--- Begin ---

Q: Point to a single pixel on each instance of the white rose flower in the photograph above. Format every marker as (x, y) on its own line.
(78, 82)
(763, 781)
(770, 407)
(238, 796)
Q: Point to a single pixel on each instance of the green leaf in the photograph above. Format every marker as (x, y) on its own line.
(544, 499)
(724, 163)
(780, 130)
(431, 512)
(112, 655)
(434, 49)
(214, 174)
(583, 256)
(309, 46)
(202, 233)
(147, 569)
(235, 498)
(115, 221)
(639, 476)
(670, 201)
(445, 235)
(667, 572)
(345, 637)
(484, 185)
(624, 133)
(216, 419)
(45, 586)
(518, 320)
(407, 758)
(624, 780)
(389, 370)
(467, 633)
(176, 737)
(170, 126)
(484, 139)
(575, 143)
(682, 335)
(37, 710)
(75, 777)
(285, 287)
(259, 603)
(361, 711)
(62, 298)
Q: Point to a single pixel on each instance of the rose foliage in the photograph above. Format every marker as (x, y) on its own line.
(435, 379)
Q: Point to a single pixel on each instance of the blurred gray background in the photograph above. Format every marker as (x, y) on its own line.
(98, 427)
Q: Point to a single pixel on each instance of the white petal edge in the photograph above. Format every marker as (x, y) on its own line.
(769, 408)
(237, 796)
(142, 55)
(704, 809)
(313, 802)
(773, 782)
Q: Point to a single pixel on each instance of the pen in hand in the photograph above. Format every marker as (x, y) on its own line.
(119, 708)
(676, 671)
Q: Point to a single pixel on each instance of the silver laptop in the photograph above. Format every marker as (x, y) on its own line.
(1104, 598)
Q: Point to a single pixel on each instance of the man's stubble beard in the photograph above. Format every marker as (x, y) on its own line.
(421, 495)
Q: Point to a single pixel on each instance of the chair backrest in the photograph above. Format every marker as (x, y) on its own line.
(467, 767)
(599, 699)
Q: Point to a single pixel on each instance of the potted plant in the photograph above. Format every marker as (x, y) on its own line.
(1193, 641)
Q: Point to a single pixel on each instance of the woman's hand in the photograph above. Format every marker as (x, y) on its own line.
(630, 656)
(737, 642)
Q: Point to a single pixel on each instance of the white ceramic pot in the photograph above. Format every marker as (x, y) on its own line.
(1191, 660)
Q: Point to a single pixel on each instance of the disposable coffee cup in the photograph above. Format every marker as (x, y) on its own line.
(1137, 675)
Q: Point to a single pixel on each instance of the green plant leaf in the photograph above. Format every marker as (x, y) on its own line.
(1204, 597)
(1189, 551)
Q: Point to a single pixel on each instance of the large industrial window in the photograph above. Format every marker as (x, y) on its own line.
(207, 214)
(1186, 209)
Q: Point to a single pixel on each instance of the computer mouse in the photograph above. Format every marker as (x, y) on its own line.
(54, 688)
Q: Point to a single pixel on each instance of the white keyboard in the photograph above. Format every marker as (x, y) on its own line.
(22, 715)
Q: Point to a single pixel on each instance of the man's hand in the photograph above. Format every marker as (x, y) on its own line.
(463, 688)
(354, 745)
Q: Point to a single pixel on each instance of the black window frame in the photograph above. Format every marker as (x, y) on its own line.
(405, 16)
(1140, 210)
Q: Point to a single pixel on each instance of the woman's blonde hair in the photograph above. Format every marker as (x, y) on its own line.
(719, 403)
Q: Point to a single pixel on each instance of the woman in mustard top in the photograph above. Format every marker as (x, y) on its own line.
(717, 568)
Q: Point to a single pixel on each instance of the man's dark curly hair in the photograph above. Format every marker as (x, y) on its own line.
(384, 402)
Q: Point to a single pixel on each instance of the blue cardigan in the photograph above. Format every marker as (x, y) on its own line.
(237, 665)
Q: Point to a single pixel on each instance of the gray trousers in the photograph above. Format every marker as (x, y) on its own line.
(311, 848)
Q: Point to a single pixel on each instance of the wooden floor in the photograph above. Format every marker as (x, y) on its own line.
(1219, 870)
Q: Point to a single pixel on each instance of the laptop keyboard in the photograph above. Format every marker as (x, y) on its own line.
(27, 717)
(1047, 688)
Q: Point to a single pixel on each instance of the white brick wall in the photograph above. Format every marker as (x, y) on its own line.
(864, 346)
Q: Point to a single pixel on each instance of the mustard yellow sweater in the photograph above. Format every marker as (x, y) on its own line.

--- End ---

## JOB
Copy all of the lines above word for word.

## WRITTEN RESPONSE
Q: Point to a single pixel on each instance of the white rose flower in the photograph above. Format every marker as (x, y) on its own line.
(78, 82)
(763, 781)
(770, 407)
(238, 796)
Q: Point to a single pixel on each instance of the green leaf in the photograph above. Format every marker as (x, y) on its own line.
(544, 499)
(724, 163)
(780, 130)
(431, 512)
(112, 655)
(434, 49)
(214, 174)
(583, 256)
(309, 46)
(202, 233)
(147, 569)
(235, 498)
(115, 221)
(639, 476)
(670, 201)
(445, 235)
(667, 572)
(345, 637)
(484, 185)
(624, 133)
(216, 419)
(45, 586)
(518, 320)
(407, 758)
(624, 780)
(389, 370)
(467, 633)
(176, 737)
(170, 126)
(484, 139)
(575, 143)
(682, 335)
(37, 710)
(75, 777)
(285, 287)
(259, 603)
(361, 711)
(62, 298)
Q: Point to a single pixel on each instance of the rose foliage in the photograph above. Format every marker as (x, y) on its own line.
(435, 379)
Q: Point to a single pixel on each instance of the blurred gray background in the photograph above. Format every marker as (x, y) on its own line.
(98, 427)
Q: Point to a single pixel on each instance of the white petal edge in the photograph above. Format every marker as (x, y) on its own line.
(769, 408)
(237, 796)
(142, 55)
(704, 809)
(313, 802)
(773, 782)
Q: Point to a single pixel on each instance of the pen in hand in the photograph above. Format every marker as (x, y) on its own line.
(119, 708)
(676, 671)
Q: Point to a single pixel on each instance of the silver laptop in the photograph above. Format every marker as (x, y) on its own line.
(1104, 598)
Q: Point to a single pixel on each instance of the man's stubble beard in the photograph above. Format every marker as (x, y) on its own line.
(421, 495)
Q: Point to a single pixel on each instance of the chair backrest in the photograph above. Format every marker as (x, y) on its own line.
(467, 767)
(599, 699)
Q: Point to a single pixel on each instance of the potted plant in the photograph above. Format every marker as (x, y) on its own line.
(1193, 641)
Q: Point to a single pixel on each instance of the woman's hand in the photograph above. Format every marker as (x, y) on its own line.
(630, 656)
(737, 642)
Q: Point to a single pixel on each instance of the white ceramic pot in the photograph above. Format every marker as (x, y) on its own line.
(1191, 660)
Q: Point to a single pixel on each instance of the disposable coffee cup in the photograph above. Format every marker as (x, y) on its own line.
(1137, 675)
Q: Point to a single pixel on each instance of the green plant leaf in the photograph above. Format every marker as (x, y) on its own line.
(1204, 597)
(1189, 551)
Q: Point to a single pixel on each instance of the large industrial window in the photograph above. Format every marker as (x, y) on its own line.
(207, 214)
(1186, 209)
Q: Point to a single pixel on each instance of the computer mouse in the photograph above. Format every marker as (x, y) on its own line.
(54, 688)
Q: Point to a single pixel on each instance of the white keyboard in the photograph above. Format every marker as (x, y) on its own line.
(22, 715)
Q: Point to a single pixel on each instance of the man's hand in the photograph above. Format every marker as (x, y) on its own line.
(463, 688)
(354, 745)
Q: Point to a single pixel on each instance of the black window frame in the photograph above. Format every marker as (x, y) on its own line.
(405, 16)
(1140, 210)
Q: Point to a single pixel on each instance of the woman's blonde hair in the photograph above. Format every marker as (x, y) on its own line.
(719, 403)
Q: Point to a single pixel on each instance of the woman in mustard top in the photograph above. Format every marker as (x, y) on its own line.
(717, 568)
Q: Point to a single pixel on each instance of the man's dark curly hair in the photograph above. Format every marker as (x, y) on its own line.
(384, 402)
Q: Point to a single pixel on each instance of the blue cardigan in the photograph above. Format every marker as (x, y) on its own line.
(237, 665)
Q: Point to a single pixel on each instance of the gray trousers in the photograph above. Format every marker as (x, y) on its own line.
(311, 848)
Q: Point to a single pixel on each instance of the wooden floor in the photograph above. Format every marker as (x, y) on its own line.
(1219, 870)
Q: Point to a single pixel on each instance of the laptop keyboard in the photograph above. Format every marker as (x, y) on its own line.
(27, 717)
(1047, 688)
Q: Point to a single pixel on each instance of the white brick wall in the photograph above. Format every marker as (x, y) on its own line.
(864, 346)
Q: Point to a single pixel on each instance of the mustard yellow sweater in the photograph above. Format every marker as (x, y) on its own line.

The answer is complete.